Task requirements: In the listing, swap each occurrence of "vertices" for "corner points" and write the lines out again with nothing else altered.

Stored records:
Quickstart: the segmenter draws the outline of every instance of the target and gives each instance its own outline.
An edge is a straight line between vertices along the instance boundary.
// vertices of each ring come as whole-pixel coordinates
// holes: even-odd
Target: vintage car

Result below:
Quickstart: the segmenter draws the outline of every instance of the target and gives each instance its own outline.
An edge is a straight line between corner points along the instance boundary.
// corner points of each ring come as whole-pixel coordinates
// holes: even-odd
Target: vintage car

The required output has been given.